## Start Working data

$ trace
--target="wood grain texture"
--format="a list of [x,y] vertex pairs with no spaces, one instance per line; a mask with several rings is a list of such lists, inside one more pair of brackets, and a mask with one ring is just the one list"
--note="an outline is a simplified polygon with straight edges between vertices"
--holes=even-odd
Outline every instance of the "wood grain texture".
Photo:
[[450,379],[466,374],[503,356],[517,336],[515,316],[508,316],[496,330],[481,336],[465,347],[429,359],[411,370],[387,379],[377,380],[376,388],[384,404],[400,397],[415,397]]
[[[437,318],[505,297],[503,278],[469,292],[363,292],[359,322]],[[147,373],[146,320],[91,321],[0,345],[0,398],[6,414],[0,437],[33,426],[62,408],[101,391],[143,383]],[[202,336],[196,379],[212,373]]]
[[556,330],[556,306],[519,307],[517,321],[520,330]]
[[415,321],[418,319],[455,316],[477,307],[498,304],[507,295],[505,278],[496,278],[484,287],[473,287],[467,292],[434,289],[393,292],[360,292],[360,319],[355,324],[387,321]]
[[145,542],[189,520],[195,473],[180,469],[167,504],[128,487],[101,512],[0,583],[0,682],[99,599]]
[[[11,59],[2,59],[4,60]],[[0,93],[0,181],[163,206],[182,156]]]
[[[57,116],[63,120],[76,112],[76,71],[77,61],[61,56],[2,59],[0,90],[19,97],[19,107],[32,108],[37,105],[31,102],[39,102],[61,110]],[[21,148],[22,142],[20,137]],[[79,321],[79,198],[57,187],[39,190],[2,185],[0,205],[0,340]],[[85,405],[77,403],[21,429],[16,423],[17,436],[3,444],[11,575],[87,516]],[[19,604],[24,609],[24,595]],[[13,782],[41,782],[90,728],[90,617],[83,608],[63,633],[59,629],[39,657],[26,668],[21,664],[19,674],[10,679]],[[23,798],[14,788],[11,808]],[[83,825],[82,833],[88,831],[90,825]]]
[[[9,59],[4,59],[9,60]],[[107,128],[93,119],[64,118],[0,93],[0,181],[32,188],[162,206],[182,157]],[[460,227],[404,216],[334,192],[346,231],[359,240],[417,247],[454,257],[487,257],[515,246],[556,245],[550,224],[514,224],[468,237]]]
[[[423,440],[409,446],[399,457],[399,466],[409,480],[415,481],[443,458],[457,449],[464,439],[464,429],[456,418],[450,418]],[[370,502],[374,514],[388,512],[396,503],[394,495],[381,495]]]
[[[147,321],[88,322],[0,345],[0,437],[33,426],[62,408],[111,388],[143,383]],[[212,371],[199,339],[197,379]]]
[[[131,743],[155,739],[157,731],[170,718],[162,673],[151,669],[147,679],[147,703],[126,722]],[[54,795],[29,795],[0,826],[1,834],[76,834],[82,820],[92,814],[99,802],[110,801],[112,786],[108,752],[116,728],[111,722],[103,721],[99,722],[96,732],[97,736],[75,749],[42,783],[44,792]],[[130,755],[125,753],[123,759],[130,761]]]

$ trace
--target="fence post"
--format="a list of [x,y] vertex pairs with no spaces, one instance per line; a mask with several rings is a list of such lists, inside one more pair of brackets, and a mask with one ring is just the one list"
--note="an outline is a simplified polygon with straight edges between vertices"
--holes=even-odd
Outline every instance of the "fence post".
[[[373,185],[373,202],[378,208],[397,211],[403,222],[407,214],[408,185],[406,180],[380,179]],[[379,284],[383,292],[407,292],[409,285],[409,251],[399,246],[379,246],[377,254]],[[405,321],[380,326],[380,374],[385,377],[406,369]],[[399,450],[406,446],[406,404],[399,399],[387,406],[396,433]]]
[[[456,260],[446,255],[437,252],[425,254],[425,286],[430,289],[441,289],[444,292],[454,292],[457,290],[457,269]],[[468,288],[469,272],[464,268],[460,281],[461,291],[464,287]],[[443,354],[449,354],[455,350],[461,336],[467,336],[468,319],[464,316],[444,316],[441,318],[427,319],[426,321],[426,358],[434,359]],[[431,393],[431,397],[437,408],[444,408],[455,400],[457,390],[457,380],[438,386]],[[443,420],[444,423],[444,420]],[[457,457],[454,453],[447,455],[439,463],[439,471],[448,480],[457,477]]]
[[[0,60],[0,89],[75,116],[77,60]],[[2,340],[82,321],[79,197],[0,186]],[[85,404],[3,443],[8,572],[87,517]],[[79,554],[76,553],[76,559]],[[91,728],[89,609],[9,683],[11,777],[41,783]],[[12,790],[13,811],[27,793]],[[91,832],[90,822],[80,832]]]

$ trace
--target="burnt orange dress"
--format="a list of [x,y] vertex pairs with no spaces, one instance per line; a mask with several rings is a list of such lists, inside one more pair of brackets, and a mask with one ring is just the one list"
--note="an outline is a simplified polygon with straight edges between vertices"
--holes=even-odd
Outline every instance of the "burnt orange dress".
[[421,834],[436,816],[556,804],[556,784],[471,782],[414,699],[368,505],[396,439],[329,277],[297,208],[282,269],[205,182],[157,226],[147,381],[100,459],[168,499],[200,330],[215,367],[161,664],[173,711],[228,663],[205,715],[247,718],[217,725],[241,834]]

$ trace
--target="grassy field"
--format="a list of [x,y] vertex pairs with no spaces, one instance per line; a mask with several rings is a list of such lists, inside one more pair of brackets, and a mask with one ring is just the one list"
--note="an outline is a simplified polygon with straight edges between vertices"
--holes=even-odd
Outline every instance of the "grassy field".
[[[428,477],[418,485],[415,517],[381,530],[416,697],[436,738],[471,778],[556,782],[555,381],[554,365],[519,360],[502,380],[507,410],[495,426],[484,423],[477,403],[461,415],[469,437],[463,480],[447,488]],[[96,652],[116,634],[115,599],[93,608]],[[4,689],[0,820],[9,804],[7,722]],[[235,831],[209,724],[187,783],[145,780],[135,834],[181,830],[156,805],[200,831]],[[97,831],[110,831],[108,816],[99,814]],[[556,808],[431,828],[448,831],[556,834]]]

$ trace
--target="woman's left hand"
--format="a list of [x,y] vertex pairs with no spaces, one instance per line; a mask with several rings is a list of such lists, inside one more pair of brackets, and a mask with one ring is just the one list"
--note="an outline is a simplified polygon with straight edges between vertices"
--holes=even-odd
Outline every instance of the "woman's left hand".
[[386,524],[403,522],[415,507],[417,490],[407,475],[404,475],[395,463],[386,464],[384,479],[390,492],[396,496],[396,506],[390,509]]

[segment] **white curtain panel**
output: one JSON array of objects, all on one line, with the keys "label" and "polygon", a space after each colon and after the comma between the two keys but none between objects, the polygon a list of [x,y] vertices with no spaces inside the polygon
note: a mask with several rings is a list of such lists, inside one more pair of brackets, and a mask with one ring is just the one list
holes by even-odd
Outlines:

## End Working data

Exercise directions - From the items, extract every line containing the string "grain", treating uppercase and lowercase letters as distinct.

Exercise output -
--target="wood grain texture"
Outline every instance of the "wood grain texture".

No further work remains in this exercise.